INPUT RECORDS:
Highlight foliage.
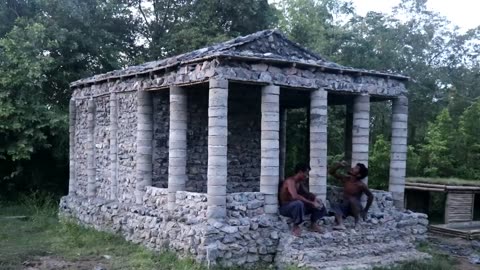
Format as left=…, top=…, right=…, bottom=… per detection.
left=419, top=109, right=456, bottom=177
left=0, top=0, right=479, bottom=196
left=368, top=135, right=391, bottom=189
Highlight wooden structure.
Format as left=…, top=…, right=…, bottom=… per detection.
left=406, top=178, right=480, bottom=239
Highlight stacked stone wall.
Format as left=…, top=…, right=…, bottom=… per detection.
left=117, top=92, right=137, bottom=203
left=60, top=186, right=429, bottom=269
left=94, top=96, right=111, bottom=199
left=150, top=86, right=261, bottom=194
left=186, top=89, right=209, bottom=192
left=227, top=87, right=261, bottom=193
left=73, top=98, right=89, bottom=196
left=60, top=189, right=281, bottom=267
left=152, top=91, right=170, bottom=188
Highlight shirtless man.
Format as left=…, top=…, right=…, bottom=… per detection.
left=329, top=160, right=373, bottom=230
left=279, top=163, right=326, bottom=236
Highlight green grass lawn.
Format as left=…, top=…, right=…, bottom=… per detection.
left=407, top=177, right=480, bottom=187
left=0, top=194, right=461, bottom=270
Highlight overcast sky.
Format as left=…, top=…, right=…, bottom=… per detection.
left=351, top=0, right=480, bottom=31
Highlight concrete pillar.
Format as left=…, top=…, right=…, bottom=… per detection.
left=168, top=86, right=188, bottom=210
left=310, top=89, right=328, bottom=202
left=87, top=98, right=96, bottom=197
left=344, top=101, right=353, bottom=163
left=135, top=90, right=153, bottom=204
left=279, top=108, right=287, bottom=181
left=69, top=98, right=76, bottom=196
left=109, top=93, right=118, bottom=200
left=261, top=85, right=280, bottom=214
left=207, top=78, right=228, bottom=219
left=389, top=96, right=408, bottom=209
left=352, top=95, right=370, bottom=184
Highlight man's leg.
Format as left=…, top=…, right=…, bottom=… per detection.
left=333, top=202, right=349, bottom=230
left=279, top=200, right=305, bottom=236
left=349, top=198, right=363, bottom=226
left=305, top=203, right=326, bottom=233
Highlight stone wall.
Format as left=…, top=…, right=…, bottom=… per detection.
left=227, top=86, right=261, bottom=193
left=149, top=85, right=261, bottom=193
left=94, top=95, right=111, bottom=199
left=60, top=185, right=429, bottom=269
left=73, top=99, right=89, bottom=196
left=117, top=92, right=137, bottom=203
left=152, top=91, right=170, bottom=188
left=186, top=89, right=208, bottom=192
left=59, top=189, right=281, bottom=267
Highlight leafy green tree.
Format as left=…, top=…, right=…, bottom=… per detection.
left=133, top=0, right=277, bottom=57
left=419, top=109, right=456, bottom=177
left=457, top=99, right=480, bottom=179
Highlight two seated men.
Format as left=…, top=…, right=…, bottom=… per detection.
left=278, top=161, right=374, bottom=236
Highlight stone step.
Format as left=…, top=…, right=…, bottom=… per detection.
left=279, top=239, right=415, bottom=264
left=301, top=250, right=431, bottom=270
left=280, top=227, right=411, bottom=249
--
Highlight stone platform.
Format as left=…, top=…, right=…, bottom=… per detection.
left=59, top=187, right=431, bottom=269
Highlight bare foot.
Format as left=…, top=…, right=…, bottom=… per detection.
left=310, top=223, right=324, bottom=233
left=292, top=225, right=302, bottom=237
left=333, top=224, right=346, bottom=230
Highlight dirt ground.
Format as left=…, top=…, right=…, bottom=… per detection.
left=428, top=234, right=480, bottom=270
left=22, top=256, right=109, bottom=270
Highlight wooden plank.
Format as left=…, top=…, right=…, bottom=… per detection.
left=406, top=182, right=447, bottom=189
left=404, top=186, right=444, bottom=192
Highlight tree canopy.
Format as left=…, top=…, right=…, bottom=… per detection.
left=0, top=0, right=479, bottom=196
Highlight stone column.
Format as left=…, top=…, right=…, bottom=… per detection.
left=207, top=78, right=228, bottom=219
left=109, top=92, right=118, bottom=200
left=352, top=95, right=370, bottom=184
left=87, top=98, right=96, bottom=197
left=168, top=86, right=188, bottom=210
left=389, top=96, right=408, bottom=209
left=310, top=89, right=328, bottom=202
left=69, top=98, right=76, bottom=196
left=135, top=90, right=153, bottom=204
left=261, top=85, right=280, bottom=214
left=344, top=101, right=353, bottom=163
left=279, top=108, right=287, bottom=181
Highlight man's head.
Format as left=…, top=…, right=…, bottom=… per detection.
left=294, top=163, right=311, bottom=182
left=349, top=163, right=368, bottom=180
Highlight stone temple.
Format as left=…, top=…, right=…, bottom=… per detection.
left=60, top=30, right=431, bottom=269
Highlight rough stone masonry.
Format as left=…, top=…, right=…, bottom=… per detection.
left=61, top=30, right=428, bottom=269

WHAT IS BEING ASKED: Please return all lines above in which the string "wall" is found.

SOLUTION FOR THIS EXERCISE:
Highlight stacked stone wall.
Highlight stone wall.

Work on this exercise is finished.